**Material supplied**
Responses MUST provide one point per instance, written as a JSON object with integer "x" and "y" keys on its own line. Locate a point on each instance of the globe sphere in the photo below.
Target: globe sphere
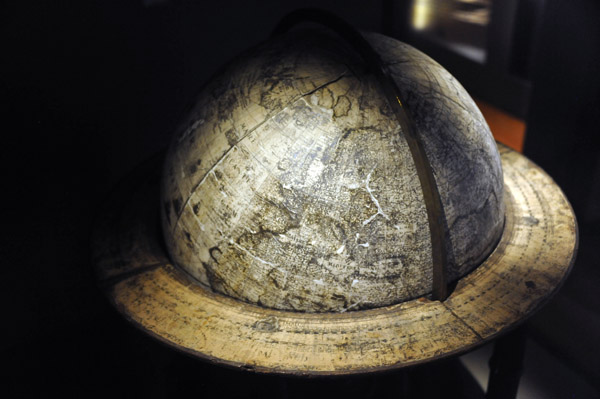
{"x": 290, "y": 184}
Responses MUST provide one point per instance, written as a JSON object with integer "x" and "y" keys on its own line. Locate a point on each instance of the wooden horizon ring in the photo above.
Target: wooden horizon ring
{"x": 531, "y": 261}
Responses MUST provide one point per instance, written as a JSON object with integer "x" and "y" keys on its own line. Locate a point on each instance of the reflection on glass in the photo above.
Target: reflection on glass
{"x": 458, "y": 24}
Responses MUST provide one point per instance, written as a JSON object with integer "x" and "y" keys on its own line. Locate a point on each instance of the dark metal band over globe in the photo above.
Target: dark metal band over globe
{"x": 431, "y": 195}
{"x": 325, "y": 187}
{"x": 229, "y": 262}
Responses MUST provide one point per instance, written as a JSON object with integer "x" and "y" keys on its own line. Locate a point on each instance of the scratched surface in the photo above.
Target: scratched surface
{"x": 290, "y": 184}
{"x": 533, "y": 257}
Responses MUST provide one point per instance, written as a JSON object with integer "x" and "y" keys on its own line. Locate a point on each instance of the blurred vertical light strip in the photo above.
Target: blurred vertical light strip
{"x": 421, "y": 14}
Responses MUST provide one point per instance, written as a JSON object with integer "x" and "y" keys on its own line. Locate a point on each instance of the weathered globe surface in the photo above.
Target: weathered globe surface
{"x": 291, "y": 186}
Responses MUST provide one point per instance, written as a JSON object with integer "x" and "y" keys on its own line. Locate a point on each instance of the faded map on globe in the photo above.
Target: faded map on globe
{"x": 291, "y": 185}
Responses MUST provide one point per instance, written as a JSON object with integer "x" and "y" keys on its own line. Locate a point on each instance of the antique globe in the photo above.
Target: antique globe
{"x": 310, "y": 216}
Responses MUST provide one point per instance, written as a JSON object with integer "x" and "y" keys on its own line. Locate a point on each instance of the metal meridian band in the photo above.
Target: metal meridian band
{"x": 431, "y": 195}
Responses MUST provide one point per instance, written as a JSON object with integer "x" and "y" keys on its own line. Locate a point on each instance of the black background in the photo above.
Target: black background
{"x": 91, "y": 89}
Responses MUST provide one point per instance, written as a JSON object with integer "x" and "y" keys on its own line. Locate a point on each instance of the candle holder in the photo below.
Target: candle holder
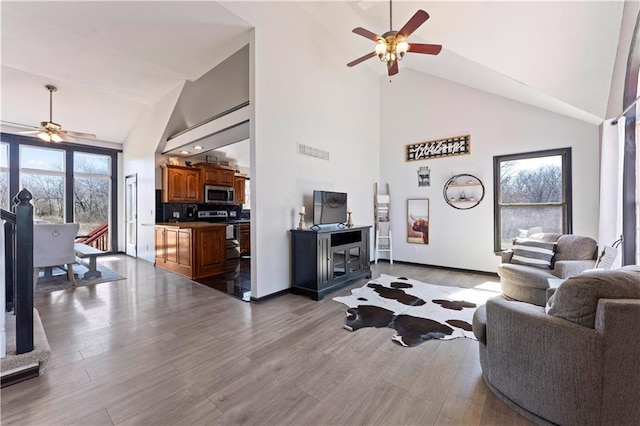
{"x": 301, "y": 224}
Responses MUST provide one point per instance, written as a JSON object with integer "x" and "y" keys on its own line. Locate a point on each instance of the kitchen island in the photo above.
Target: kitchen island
{"x": 193, "y": 249}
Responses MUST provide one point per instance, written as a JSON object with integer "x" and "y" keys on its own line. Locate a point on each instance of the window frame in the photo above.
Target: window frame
{"x": 15, "y": 141}
{"x": 567, "y": 190}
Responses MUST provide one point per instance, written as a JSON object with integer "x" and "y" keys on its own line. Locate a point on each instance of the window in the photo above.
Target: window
{"x": 69, "y": 183}
{"x": 532, "y": 193}
{"x": 42, "y": 173}
{"x": 92, "y": 200}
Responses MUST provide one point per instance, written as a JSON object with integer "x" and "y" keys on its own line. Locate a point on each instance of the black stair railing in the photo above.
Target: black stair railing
{"x": 19, "y": 267}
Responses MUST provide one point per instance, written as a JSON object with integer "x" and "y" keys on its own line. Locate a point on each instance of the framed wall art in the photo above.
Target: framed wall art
{"x": 418, "y": 221}
{"x": 455, "y": 145}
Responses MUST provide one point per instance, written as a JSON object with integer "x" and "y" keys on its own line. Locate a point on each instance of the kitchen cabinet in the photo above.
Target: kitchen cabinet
{"x": 239, "y": 183}
{"x": 213, "y": 174}
{"x": 195, "y": 250}
{"x": 327, "y": 259}
{"x": 245, "y": 239}
{"x": 174, "y": 249}
{"x": 181, "y": 184}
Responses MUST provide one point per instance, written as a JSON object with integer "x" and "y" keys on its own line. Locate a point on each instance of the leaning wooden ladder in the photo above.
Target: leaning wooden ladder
{"x": 383, "y": 224}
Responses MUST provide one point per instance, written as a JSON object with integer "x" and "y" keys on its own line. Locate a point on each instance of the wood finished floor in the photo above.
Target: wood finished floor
{"x": 159, "y": 349}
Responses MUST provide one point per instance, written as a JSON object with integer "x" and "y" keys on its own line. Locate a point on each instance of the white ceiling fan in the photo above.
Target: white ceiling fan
{"x": 52, "y": 132}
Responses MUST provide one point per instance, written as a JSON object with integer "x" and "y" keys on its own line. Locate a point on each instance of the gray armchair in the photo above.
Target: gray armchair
{"x": 573, "y": 254}
{"x": 576, "y": 365}
{"x": 53, "y": 246}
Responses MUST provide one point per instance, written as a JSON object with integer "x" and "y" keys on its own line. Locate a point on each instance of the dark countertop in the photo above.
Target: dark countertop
{"x": 202, "y": 224}
{"x": 184, "y": 225}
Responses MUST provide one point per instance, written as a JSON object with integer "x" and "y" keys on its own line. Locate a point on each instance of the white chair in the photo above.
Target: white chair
{"x": 53, "y": 245}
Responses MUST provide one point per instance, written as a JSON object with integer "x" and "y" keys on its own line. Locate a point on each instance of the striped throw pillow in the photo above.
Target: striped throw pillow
{"x": 533, "y": 253}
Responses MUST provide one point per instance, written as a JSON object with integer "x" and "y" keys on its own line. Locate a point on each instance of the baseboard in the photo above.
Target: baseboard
{"x": 19, "y": 375}
{"x": 446, "y": 268}
{"x": 270, "y": 296}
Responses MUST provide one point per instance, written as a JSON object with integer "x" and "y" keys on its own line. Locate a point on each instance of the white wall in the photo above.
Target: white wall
{"x": 314, "y": 99}
{"x": 618, "y": 88}
{"x": 139, "y": 152}
{"x": 417, "y": 108}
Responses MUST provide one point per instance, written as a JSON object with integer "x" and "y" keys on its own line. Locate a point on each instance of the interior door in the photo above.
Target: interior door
{"x": 131, "y": 215}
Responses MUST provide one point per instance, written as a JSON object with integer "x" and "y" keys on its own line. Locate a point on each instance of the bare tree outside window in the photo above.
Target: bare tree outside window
{"x": 532, "y": 194}
{"x": 92, "y": 184}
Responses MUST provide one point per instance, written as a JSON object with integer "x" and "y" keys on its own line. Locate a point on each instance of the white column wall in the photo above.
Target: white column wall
{"x": 312, "y": 98}
{"x": 433, "y": 108}
{"x": 139, "y": 154}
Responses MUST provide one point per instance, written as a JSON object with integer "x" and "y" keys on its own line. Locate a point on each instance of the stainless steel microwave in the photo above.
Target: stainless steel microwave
{"x": 219, "y": 194}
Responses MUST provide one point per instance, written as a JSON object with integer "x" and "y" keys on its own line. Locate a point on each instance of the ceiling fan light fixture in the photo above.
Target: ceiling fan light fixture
{"x": 401, "y": 49}
{"x": 381, "y": 50}
{"x": 45, "y": 136}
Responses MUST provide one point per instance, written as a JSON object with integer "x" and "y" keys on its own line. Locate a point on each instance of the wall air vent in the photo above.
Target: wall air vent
{"x": 310, "y": 151}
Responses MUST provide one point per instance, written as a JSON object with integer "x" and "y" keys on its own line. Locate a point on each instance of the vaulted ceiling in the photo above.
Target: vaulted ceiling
{"x": 112, "y": 59}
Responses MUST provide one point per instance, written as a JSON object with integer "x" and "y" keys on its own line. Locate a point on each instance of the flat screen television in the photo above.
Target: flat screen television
{"x": 329, "y": 207}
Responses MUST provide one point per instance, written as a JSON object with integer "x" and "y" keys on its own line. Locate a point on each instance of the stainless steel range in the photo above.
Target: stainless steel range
{"x": 221, "y": 216}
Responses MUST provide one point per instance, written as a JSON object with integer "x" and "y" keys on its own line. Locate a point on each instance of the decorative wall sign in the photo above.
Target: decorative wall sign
{"x": 456, "y": 145}
{"x": 424, "y": 176}
{"x": 418, "y": 221}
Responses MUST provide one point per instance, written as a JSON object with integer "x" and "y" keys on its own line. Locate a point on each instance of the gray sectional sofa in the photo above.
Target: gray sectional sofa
{"x": 578, "y": 364}
{"x": 525, "y": 283}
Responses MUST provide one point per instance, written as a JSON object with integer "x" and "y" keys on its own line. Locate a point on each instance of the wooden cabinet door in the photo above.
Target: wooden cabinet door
{"x": 240, "y": 182}
{"x": 171, "y": 245}
{"x": 160, "y": 246}
{"x": 210, "y": 176}
{"x": 211, "y": 251}
{"x": 175, "y": 185}
{"x": 193, "y": 191}
{"x": 181, "y": 184}
{"x": 226, "y": 177}
{"x": 184, "y": 248}
{"x": 245, "y": 238}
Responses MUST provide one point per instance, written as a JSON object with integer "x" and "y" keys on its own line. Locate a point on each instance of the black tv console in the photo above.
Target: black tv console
{"x": 328, "y": 258}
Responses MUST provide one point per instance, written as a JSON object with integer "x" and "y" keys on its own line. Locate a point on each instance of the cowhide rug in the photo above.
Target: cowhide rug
{"x": 415, "y": 310}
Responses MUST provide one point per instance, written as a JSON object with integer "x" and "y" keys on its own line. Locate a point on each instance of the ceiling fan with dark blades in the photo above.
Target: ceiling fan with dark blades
{"x": 52, "y": 132}
{"x": 392, "y": 45}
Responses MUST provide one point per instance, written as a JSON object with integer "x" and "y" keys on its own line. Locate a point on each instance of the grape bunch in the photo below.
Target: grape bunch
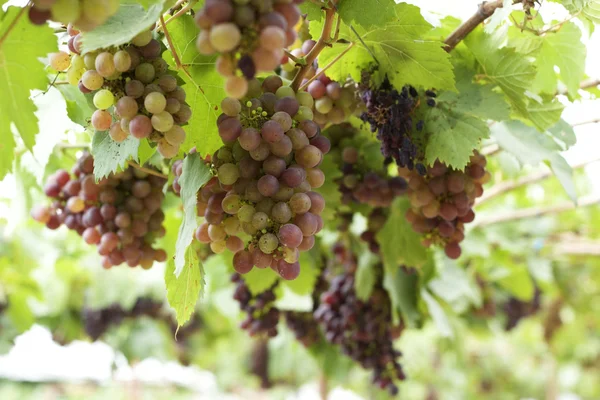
{"x": 363, "y": 330}
{"x": 261, "y": 204}
{"x": 390, "y": 114}
{"x": 261, "y": 315}
{"x": 249, "y": 36}
{"x": 442, "y": 201}
{"x": 84, "y": 14}
{"x": 302, "y": 323}
{"x": 120, "y": 214}
{"x": 133, "y": 91}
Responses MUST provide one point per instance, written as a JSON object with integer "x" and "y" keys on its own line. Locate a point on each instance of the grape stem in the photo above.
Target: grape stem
{"x": 146, "y": 170}
{"x": 179, "y": 13}
{"x": 331, "y": 63}
{"x": 298, "y": 60}
{"x": 323, "y": 42}
{"x": 534, "y": 212}
{"x": 13, "y": 23}
{"x": 178, "y": 63}
{"x": 507, "y": 186}
{"x": 486, "y": 9}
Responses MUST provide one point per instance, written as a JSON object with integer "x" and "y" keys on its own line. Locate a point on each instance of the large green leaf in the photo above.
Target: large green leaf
{"x": 127, "y": 23}
{"x": 195, "y": 173}
{"x": 110, "y": 156}
{"x": 20, "y": 72}
{"x": 203, "y": 86}
{"x": 183, "y": 289}
{"x": 399, "y": 48}
{"x": 400, "y": 245}
{"x": 375, "y": 14}
{"x": 562, "y": 49}
{"x": 78, "y": 107}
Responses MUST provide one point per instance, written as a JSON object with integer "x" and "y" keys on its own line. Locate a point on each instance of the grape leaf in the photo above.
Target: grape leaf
{"x": 399, "y": 48}
{"x": 203, "y": 86}
{"x": 79, "y": 109}
{"x": 402, "y": 289}
{"x": 365, "y": 274}
{"x": 377, "y": 13}
{"x": 20, "y": 72}
{"x": 399, "y": 243}
{"x": 183, "y": 289}
{"x": 127, "y": 23}
{"x": 452, "y": 136}
{"x": 110, "y": 156}
{"x": 309, "y": 271}
{"x": 532, "y": 147}
{"x": 195, "y": 173}
{"x": 145, "y": 151}
{"x": 312, "y": 11}
{"x": 503, "y": 67}
{"x": 258, "y": 280}
{"x": 475, "y": 99}
{"x": 562, "y": 49}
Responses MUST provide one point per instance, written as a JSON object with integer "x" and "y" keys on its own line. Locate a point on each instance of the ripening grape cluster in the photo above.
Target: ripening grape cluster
{"x": 249, "y": 36}
{"x": 442, "y": 202}
{"x": 133, "y": 91}
{"x": 363, "y": 330}
{"x": 390, "y": 114}
{"x": 262, "y": 316}
{"x": 120, "y": 214}
{"x": 261, "y": 204}
{"x": 84, "y": 14}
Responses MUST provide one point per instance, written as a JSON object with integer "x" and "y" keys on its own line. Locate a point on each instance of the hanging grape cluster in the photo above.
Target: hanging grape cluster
{"x": 133, "y": 91}
{"x": 390, "y": 114}
{"x": 265, "y": 176}
{"x": 84, "y": 14}
{"x": 442, "y": 202}
{"x": 262, "y": 316}
{"x": 249, "y": 36}
{"x": 302, "y": 323}
{"x": 120, "y": 214}
{"x": 363, "y": 330}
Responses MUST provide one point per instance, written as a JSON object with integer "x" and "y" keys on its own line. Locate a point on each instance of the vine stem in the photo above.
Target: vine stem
{"x": 486, "y": 10}
{"x": 14, "y": 23}
{"x": 534, "y": 212}
{"x": 146, "y": 170}
{"x": 329, "y": 65}
{"x": 133, "y": 164}
{"x": 316, "y": 50}
{"x": 507, "y": 186}
{"x": 178, "y": 63}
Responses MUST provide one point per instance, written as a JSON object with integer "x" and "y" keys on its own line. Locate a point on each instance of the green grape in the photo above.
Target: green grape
{"x": 155, "y": 102}
{"x": 285, "y": 91}
{"x": 246, "y": 213}
{"x": 104, "y": 99}
{"x": 162, "y": 121}
{"x": 122, "y": 61}
{"x": 92, "y": 80}
{"x": 65, "y": 11}
{"x": 268, "y": 243}
{"x": 225, "y": 37}
{"x": 231, "y": 204}
{"x": 59, "y": 61}
{"x": 260, "y": 220}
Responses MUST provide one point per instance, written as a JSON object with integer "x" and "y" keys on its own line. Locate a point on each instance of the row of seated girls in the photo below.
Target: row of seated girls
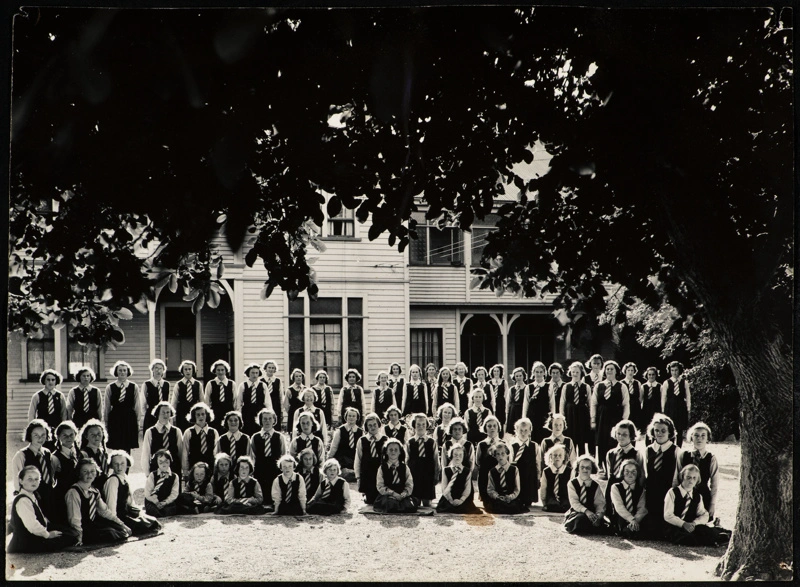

**Assignment**
Write only the number of lines in the data above that include "girls".

**Response area**
2